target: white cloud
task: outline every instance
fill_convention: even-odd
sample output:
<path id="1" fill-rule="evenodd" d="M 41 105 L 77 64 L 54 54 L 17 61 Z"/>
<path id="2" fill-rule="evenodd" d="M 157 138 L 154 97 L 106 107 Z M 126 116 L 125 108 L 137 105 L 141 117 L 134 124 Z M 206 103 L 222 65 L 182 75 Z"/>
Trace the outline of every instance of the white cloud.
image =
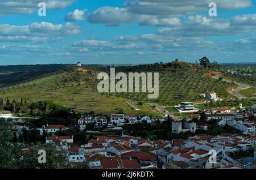
<path id="1" fill-rule="evenodd" d="M 123 8 L 103 7 L 89 15 L 87 19 L 90 23 L 103 23 L 107 25 L 120 25 L 137 20 L 138 16 L 127 12 Z"/>
<path id="2" fill-rule="evenodd" d="M 0 24 L 0 41 L 42 42 L 59 41 L 63 40 L 63 36 L 77 34 L 80 29 L 79 25 L 69 23 L 53 24 L 36 22 L 28 25 Z"/>
<path id="3" fill-rule="evenodd" d="M 130 0 L 122 7 L 102 7 L 89 15 L 91 23 L 121 25 L 139 22 L 142 25 L 174 27 L 180 25 L 178 17 L 200 11 L 208 13 L 212 0 Z M 249 7 L 251 0 L 216 0 L 218 9 L 233 10 Z"/>
<path id="4" fill-rule="evenodd" d="M 75 42 L 72 44 L 73 47 L 85 47 L 85 46 L 109 46 L 112 44 L 108 41 L 98 41 L 95 40 L 82 40 Z"/>
<path id="5" fill-rule="evenodd" d="M 239 35 L 256 31 L 256 14 L 237 15 L 230 19 L 215 19 L 200 15 L 189 16 L 188 21 L 178 27 L 160 29 L 159 35 L 170 33 L 185 36 Z"/>
<path id="6" fill-rule="evenodd" d="M 31 14 L 38 10 L 39 3 L 46 3 L 47 9 L 63 9 L 75 0 L 3 0 L 0 2 L 0 15 Z"/>
<path id="7" fill-rule="evenodd" d="M 78 9 L 75 10 L 73 12 L 70 12 L 65 17 L 65 21 L 76 21 L 76 20 L 85 20 L 85 14 L 87 10 L 79 10 Z"/>

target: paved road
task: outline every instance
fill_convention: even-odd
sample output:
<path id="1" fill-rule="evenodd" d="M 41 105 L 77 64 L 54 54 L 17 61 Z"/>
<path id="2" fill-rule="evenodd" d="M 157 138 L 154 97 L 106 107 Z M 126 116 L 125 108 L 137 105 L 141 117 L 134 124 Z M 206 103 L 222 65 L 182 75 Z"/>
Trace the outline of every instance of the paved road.
<path id="1" fill-rule="evenodd" d="M 126 101 L 126 102 L 132 109 L 134 109 L 134 110 L 139 110 L 137 106 L 134 104 L 134 103 L 130 101 Z"/>
<path id="2" fill-rule="evenodd" d="M 166 114 L 166 115 L 169 115 L 170 117 L 172 118 L 172 119 L 175 120 L 175 121 L 179 121 L 179 119 L 177 118 L 174 115 L 174 114 L 169 112 L 167 110 L 166 110 L 166 109 L 164 109 L 163 106 L 159 105 L 159 104 L 156 104 L 156 103 L 150 103 L 150 105 L 151 106 L 155 106 L 155 108 L 158 110 L 159 111 L 162 112 L 163 113 L 164 113 L 164 114 Z"/>
<path id="3" fill-rule="evenodd" d="M 220 76 L 212 76 L 212 78 L 214 78 L 214 79 L 218 79 L 218 78 L 220 78 Z M 232 81 L 232 80 L 226 79 L 223 79 L 222 81 L 228 82 L 228 83 L 234 83 L 234 84 L 238 85 L 237 88 L 231 90 L 229 92 L 229 93 L 231 95 L 237 97 L 240 100 L 247 98 L 247 97 L 243 96 L 239 93 L 239 92 L 241 91 L 253 87 L 253 86 L 251 86 L 251 85 L 249 85 L 245 84 L 242 84 L 240 83 L 236 82 L 235 81 Z"/>

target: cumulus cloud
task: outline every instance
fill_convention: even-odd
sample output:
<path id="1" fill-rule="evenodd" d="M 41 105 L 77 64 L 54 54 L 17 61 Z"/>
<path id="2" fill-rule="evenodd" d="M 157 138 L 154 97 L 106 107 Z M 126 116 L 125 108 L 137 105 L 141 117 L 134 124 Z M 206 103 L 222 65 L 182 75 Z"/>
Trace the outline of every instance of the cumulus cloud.
<path id="1" fill-rule="evenodd" d="M 186 36 L 230 36 L 256 31 L 256 14 L 237 15 L 230 19 L 214 19 L 200 15 L 189 16 L 179 27 L 164 28 L 159 35 Z"/>
<path id="2" fill-rule="evenodd" d="M 84 16 L 87 10 L 79 10 L 78 9 L 75 10 L 73 12 L 70 12 L 65 17 L 65 21 L 76 21 L 76 20 L 82 20 L 85 19 Z"/>
<path id="3" fill-rule="evenodd" d="M 44 0 L 47 9 L 63 9 L 75 0 Z M 42 0 L 5 0 L 0 2 L 0 15 L 31 14 L 38 10 Z"/>
<path id="4" fill-rule="evenodd" d="M 209 10 L 212 0 L 130 0 L 122 7 L 102 7 L 89 15 L 91 23 L 121 25 L 139 22 L 142 25 L 174 27 L 180 25 L 178 16 Z M 216 0 L 219 9 L 233 10 L 249 7 L 251 0 Z"/>
<path id="5" fill-rule="evenodd" d="M 89 14 L 87 19 L 90 23 L 114 26 L 133 22 L 138 19 L 138 16 L 129 13 L 126 8 L 106 6 Z"/>
<path id="6" fill-rule="evenodd" d="M 0 41 L 40 42 L 60 40 L 63 36 L 77 34 L 80 29 L 79 25 L 69 23 L 53 24 L 36 22 L 28 25 L 0 24 Z"/>

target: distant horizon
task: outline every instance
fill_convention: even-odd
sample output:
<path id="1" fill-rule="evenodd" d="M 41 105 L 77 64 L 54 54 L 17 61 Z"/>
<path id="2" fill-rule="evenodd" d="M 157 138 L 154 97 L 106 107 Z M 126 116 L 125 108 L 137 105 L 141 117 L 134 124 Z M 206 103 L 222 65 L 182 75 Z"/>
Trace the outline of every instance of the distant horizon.
<path id="1" fill-rule="evenodd" d="M 0 65 L 256 62 L 255 1 L 2 1 Z"/>
<path id="2" fill-rule="evenodd" d="M 163 62 L 163 61 L 156 61 L 154 63 L 119 63 L 119 64 L 98 64 L 98 63 L 94 63 L 94 64 L 91 64 L 91 63 L 83 63 L 81 61 L 80 61 L 80 62 L 81 62 L 81 65 L 101 65 L 101 66 L 111 66 L 111 65 L 118 65 L 118 66 L 122 66 L 122 65 L 133 65 L 133 66 L 136 66 L 136 65 L 149 65 L 149 64 L 152 64 L 154 63 L 160 63 L 160 62 L 163 62 L 163 63 L 166 63 L 168 62 L 173 62 L 174 61 L 166 61 L 166 62 Z M 187 63 L 196 63 L 196 62 L 188 62 L 188 61 L 182 61 L 181 60 L 180 62 L 185 62 Z M 256 62 L 225 62 L 225 63 L 219 63 L 218 62 L 218 64 L 220 65 L 225 65 L 225 64 L 241 64 L 241 65 L 250 65 L 250 64 L 256 64 Z M 41 63 L 41 64 L 19 64 L 19 65 L 1 65 L 0 64 L 0 66 L 36 66 L 36 65 L 76 65 L 76 63 Z"/>

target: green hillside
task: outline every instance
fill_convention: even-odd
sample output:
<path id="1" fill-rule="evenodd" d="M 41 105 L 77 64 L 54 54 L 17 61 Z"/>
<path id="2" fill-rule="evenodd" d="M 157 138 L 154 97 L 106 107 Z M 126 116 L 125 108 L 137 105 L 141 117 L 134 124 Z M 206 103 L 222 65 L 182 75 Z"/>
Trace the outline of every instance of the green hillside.
<path id="1" fill-rule="evenodd" d="M 201 101 L 199 94 L 214 90 L 221 97 L 228 95 L 225 89 L 232 84 L 226 83 L 205 76 L 206 70 L 184 62 L 155 63 L 135 66 L 116 67 L 116 72 L 159 72 L 159 97 L 147 100 L 146 93 L 100 93 L 97 91 L 98 72 L 108 72 L 110 67 L 86 66 L 90 70 L 80 72 L 76 68 L 52 72 L 47 76 L 16 85 L 0 88 L 0 97 L 19 99 L 26 98 L 28 102 L 53 100 L 80 112 L 94 111 L 96 113 L 159 114 L 152 112 L 143 104 L 141 110 L 132 110 L 125 102 L 130 100 L 143 102 L 156 102 L 173 105 L 182 101 Z M 1 87 L 0 84 L 0 87 Z"/>

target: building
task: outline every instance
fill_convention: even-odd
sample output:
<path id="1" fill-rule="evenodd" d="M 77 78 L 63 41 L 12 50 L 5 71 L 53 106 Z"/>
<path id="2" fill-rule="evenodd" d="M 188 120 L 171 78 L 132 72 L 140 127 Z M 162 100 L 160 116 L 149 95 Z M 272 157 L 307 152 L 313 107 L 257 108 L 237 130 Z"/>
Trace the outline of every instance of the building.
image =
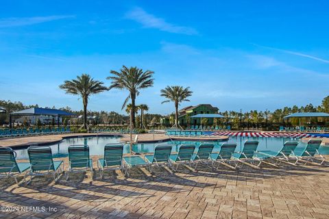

........

WORK TO COMPLETE:
Please reproduce the data verbatim from its first line through the line containing "L 76 20 L 85", including that line, and leave the pictures out.

WRITTEN ANSWER:
target: white cloud
task: outline every instance
fill_convention: even-odd
sample output:
<path id="1" fill-rule="evenodd" d="M 41 105 L 77 64 L 54 54 L 17 61 Z"/>
<path id="2" fill-rule="evenodd" d="M 157 138 L 154 97 L 106 107 Z M 126 116 L 125 108 L 137 105 L 141 117 L 134 124 Z M 206 103 L 222 65 L 182 75 Z"/>
Trace the outline of every instance of the white cloud.
image =
<path id="1" fill-rule="evenodd" d="M 123 8 L 103 7 L 89 15 L 87 19 L 90 23 L 103 23 L 107 25 L 120 25 L 137 20 L 138 16 L 127 12 Z"/>
<path id="2" fill-rule="evenodd" d="M 0 24 L 0 41 L 42 42 L 59 41 L 63 40 L 63 36 L 77 34 L 80 29 L 79 25 L 69 23 L 53 24 L 36 22 L 28 25 Z"/>
<path id="3" fill-rule="evenodd" d="M 130 0 L 122 7 L 102 7 L 89 15 L 91 23 L 121 25 L 139 22 L 142 25 L 174 27 L 180 25 L 178 17 L 200 11 L 208 13 L 212 0 Z M 249 7 L 251 0 L 216 0 L 218 9 L 233 10 Z"/>
<path id="4" fill-rule="evenodd" d="M 75 42 L 72 44 L 73 47 L 85 47 L 85 46 L 109 46 L 112 44 L 108 41 L 98 41 L 95 40 L 82 40 Z"/>
<path id="5" fill-rule="evenodd" d="M 239 35 L 256 31 L 256 14 L 237 15 L 230 19 L 215 19 L 200 15 L 189 16 L 188 21 L 178 27 L 160 29 L 159 35 L 170 33 L 185 36 Z"/>
<path id="6" fill-rule="evenodd" d="M 31 14 L 38 10 L 39 3 L 46 3 L 47 9 L 63 9 L 75 0 L 3 0 L 0 2 L 0 15 Z"/>
<path id="7" fill-rule="evenodd" d="M 78 9 L 75 10 L 73 12 L 70 12 L 65 17 L 65 21 L 76 21 L 76 20 L 85 20 L 85 14 L 87 10 L 79 10 Z"/>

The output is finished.